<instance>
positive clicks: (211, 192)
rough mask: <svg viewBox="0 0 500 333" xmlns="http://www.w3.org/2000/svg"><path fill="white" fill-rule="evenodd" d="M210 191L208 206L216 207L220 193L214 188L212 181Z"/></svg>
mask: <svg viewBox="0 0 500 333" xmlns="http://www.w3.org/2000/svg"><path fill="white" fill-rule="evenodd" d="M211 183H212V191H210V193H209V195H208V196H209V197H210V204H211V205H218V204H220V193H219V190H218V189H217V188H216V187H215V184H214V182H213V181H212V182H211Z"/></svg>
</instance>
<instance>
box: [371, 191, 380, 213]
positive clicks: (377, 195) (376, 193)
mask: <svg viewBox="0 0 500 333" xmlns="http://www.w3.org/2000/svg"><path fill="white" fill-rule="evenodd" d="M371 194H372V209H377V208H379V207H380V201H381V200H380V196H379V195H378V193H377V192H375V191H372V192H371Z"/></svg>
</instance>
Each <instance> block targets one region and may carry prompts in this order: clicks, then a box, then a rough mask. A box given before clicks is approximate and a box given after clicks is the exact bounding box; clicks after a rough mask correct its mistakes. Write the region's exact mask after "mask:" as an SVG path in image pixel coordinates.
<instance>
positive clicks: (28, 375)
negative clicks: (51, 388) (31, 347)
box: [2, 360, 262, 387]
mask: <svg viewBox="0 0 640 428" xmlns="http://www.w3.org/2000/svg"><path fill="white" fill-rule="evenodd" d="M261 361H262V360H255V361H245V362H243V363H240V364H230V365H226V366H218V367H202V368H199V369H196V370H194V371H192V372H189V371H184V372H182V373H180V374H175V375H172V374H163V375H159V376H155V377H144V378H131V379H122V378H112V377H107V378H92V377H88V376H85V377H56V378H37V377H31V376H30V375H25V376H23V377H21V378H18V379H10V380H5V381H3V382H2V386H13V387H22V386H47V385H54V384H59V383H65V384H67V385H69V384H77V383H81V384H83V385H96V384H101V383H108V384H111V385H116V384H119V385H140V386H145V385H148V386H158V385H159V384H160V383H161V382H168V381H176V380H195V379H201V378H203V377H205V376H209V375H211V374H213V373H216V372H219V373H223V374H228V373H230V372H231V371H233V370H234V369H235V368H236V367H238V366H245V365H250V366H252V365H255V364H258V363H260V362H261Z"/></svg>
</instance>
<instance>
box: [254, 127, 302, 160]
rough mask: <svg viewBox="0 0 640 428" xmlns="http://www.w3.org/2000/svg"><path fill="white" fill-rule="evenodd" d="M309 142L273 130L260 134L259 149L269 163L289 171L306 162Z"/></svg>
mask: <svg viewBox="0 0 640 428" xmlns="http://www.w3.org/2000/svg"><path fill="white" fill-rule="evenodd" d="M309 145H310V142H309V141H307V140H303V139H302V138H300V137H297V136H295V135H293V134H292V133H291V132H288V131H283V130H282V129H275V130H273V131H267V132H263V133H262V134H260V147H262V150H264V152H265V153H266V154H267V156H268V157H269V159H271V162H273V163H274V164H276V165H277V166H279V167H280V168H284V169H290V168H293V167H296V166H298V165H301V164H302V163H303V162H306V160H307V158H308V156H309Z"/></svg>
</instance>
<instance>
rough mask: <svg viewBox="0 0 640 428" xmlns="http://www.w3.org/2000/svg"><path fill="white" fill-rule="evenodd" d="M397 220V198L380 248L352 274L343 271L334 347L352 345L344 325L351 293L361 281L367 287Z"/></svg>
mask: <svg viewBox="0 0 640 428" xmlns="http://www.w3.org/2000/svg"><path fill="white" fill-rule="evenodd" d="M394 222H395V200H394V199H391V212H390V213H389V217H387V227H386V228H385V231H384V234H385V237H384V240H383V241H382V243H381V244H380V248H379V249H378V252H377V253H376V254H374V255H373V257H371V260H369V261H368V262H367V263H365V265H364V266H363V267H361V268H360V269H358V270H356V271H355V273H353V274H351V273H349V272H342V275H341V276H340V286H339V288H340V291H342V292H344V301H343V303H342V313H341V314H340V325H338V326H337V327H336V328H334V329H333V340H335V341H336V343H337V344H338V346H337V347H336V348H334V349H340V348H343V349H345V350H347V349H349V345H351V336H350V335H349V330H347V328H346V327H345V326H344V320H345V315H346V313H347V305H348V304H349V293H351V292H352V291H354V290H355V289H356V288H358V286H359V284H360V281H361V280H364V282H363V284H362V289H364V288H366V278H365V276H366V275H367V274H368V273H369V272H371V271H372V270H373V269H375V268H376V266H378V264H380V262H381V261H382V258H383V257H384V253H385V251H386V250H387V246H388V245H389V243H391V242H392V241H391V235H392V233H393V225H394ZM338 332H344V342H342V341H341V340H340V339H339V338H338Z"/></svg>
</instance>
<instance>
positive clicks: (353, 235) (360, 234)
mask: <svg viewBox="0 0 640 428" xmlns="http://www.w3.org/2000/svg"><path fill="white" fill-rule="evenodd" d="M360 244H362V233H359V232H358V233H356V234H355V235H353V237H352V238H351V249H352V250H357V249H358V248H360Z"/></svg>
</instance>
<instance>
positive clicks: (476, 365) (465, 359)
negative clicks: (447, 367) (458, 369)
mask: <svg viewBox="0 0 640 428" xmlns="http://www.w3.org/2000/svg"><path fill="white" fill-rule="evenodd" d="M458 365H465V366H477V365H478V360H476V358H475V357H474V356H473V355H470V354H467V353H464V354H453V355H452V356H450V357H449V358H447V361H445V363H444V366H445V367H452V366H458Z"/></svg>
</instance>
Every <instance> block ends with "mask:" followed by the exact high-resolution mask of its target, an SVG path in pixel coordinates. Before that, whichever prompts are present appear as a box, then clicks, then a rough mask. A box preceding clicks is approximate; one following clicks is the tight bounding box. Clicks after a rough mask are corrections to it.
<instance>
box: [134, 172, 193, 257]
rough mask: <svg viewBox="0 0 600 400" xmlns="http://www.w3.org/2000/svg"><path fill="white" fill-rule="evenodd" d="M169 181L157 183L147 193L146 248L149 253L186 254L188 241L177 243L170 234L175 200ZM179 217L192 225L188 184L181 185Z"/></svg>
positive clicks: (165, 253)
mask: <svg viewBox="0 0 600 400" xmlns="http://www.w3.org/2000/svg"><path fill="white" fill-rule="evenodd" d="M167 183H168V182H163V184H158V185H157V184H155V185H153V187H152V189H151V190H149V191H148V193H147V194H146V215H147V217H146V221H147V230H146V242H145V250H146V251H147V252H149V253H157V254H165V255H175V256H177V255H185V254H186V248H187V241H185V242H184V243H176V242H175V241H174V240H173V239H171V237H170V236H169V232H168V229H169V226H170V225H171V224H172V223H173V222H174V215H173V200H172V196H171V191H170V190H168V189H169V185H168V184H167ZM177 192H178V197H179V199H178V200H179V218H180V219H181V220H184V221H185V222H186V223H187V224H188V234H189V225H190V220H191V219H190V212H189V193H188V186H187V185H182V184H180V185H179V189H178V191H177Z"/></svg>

━━━━━━━━

Task description: Your answer should be the full listing, copied exactly.

Solved problem:
<instance>
positive clicks: (211, 192)
rough mask: <svg viewBox="0 0 500 333" xmlns="http://www.w3.org/2000/svg"><path fill="white" fill-rule="evenodd" d="M210 191L208 206L216 207L220 193L214 188L212 181Z"/></svg>
mask: <svg viewBox="0 0 500 333" xmlns="http://www.w3.org/2000/svg"><path fill="white" fill-rule="evenodd" d="M211 183H212V191H210V193H209V195H208V196H209V197H210V204H211V205H218V204H220V193H219V190H218V189H217V188H216V187H215V184H214V182H213V181H212V182H211Z"/></svg>
</instance>
<instance>
box: [371, 191, 380, 213]
positive clicks: (377, 195) (376, 193)
mask: <svg viewBox="0 0 500 333" xmlns="http://www.w3.org/2000/svg"><path fill="white" fill-rule="evenodd" d="M371 194H372V209H377V208H379V207H380V201H381V200H380V196H379V195H378V193H377V192H375V191H372V192H371Z"/></svg>
</instance>
Each <instance> block targets one region and may carry prompts in this order: clicks, then a box, then a rough mask. A box given before clicks is approximate and a box given after clicks is the exact bounding box; clicks after a rough mask correct its mistakes. Write the region's exact mask after "mask:" as an SVG path in image pixel coordinates.
<instance>
positive clicks: (28, 375)
negative clicks: (51, 388) (31, 347)
box: [2, 360, 262, 387]
mask: <svg viewBox="0 0 640 428" xmlns="http://www.w3.org/2000/svg"><path fill="white" fill-rule="evenodd" d="M261 361H262V360H255V361H245V362H243V363H240V364H230V365H226V366H218V367H202V368H199V369H196V370H194V371H192V372H189V371H184V372H182V373H180V374H175V375H172V374H163V375H159V376H155V377H144V378H131V379H122V378H112V377H107V378H92V377H88V376H85V377H56V378H37V377H31V376H30V375H25V376H23V377H21V378H18V379H10V380H5V381H3V382H2V386H13V387H22V386H47V385H54V384H59V383H65V384H67V385H69V384H77V383H81V384H83V385H96V384H101V383H108V384H111V385H116V384H119V385H140V386H145V385H148V386H158V385H159V384H160V383H161V382H168V381H176V380H195V379H201V378H203V377H205V376H209V375H211V374H213V373H216V372H219V373H223V374H228V373H230V372H231V371H233V370H234V369H235V368H236V367H238V366H245V365H250V366H252V365H255V364H258V363H260V362H261Z"/></svg>
</instance>
<instance>
box: [254, 127, 302, 160]
rough mask: <svg viewBox="0 0 640 428" xmlns="http://www.w3.org/2000/svg"><path fill="white" fill-rule="evenodd" d="M309 142L273 130L260 134L259 149L269 163L289 171L306 162Z"/></svg>
mask: <svg viewBox="0 0 640 428" xmlns="http://www.w3.org/2000/svg"><path fill="white" fill-rule="evenodd" d="M309 145H310V142H309V141H307V140H303V139H302V138H300V137H297V136H295V135H293V134H292V133H291V132H288V131H283V130H282V129H275V130H273V131H267V132H263V133H262V134H260V147H262V150H264V152H265V153H266V154H267V156H268V157H269V159H271V162H273V163H274V164H276V165H277V166H279V167H280V168H284V169H290V168H293V167H296V166H298V165H301V164H302V163H303V162H306V160H307V158H308V156H309Z"/></svg>
</instance>
<instance>
rough mask: <svg viewBox="0 0 640 428" xmlns="http://www.w3.org/2000/svg"><path fill="white" fill-rule="evenodd" d="M397 220V198L380 248L352 274L343 271L334 347L352 345L344 325L351 293L361 281L367 287Z"/></svg>
mask: <svg viewBox="0 0 640 428" xmlns="http://www.w3.org/2000/svg"><path fill="white" fill-rule="evenodd" d="M394 222H395V200H394V199H391V212H390V213H389V217H387V227H386V228H385V231H384V234H385V237H384V240H383V241H382V243H381V244H380V248H379V249H378V252H377V253H376V254H374V255H373V257H371V260H369V261H368V262H367V263H365V265H364V266H363V267H361V268H360V269H358V270H356V271H355V273H353V274H351V273H349V272H342V275H341V276H340V286H339V288H340V291H342V292H344V301H343V303H342V313H341V314H340V325H338V326H337V327H336V328H334V329H333V340H335V341H336V343H337V344H338V346H337V347H336V348H334V349H340V348H343V349H345V350H347V349H349V345H351V336H350V335H349V330H347V328H346V327H345V326H344V320H345V315H346V313H347V305H348V304H349V293H351V292H352V291H354V290H355V289H356V288H358V286H359V284H360V281H361V280H364V282H363V284H362V289H364V288H366V278H365V276H366V275H367V274H368V273H369V272H371V271H372V270H373V269H375V268H376V266H378V264H380V262H381V261H382V258H383V257H384V253H385V251H386V250H387V246H388V245H389V243H391V242H392V241H391V235H392V233H393V225H394ZM338 332H344V342H342V341H341V340H340V339H339V338H338Z"/></svg>
</instance>
<instance>
positive clicks: (353, 235) (360, 234)
mask: <svg viewBox="0 0 640 428" xmlns="http://www.w3.org/2000/svg"><path fill="white" fill-rule="evenodd" d="M360 244H362V233H359V232H358V233H356V234H355V235H353V237H352V238H351V249H352V250H357V249H358V248H360Z"/></svg>
</instance>
<instance>
positive clicks: (476, 365) (465, 359)
negative clicks: (447, 367) (458, 369)
mask: <svg viewBox="0 0 640 428" xmlns="http://www.w3.org/2000/svg"><path fill="white" fill-rule="evenodd" d="M458 365H465V366H477V365H478V360H476V358H475V357H474V356H473V355H470V354H467V353H464V354H453V355H452V356H450V357H449V358H447V361H445V363H444V366H445V367H452V366H458Z"/></svg>
</instance>
Every <instance> block ends with "mask:" followed by the exact high-resolution mask of its target, an SVG path in pixel coordinates. Before that, whichever prompts are present appear as a box, then clicks, then a rough mask. A box preceding clicks is approximate; one following clicks is the tight bounding box. Clicks after a rough mask are corrections to it.
<instance>
box: [134, 172, 193, 257]
rough mask: <svg viewBox="0 0 600 400" xmlns="http://www.w3.org/2000/svg"><path fill="white" fill-rule="evenodd" d="M169 181L157 183L147 193L146 248L149 253L186 254L188 241L177 243L170 234L175 200ZM179 217L192 225L188 184L181 185Z"/></svg>
positive clicks: (165, 253)
mask: <svg viewBox="0 0 600 400" xmlns="http://www.w3.org/2000/svg"><path fill="white" fill-rule="evenodd" d="M167 183H168V182H163V184H158V185H157V184H155V185H153V187H152V189H151V190H149V191H148V193H147V194H146V215H147V217H146V221H147V230H146V242H145V250H146V251H147V252H149V253H157V254H165V255H175V256H177V255H185V254H186V248H187V241H185V242H184V243H176V242H175V241H174V240H173V239H171V237H170V236H169V232H168V229H169V226H170V225H171V224H172V223H173V222H174V215H173V200H172V196H171V191H170V190H168V189H169V185H168V184H167ZM177 192H178V197H179V199H178V200H179V218H180V219H181V220H184V221H185V222H186V223H187V224H188V234H189V225H190V220H191V219H190V212H189V193H188V186H187V185H182V184H180V185H179V189H178V191H177Z"/></svg>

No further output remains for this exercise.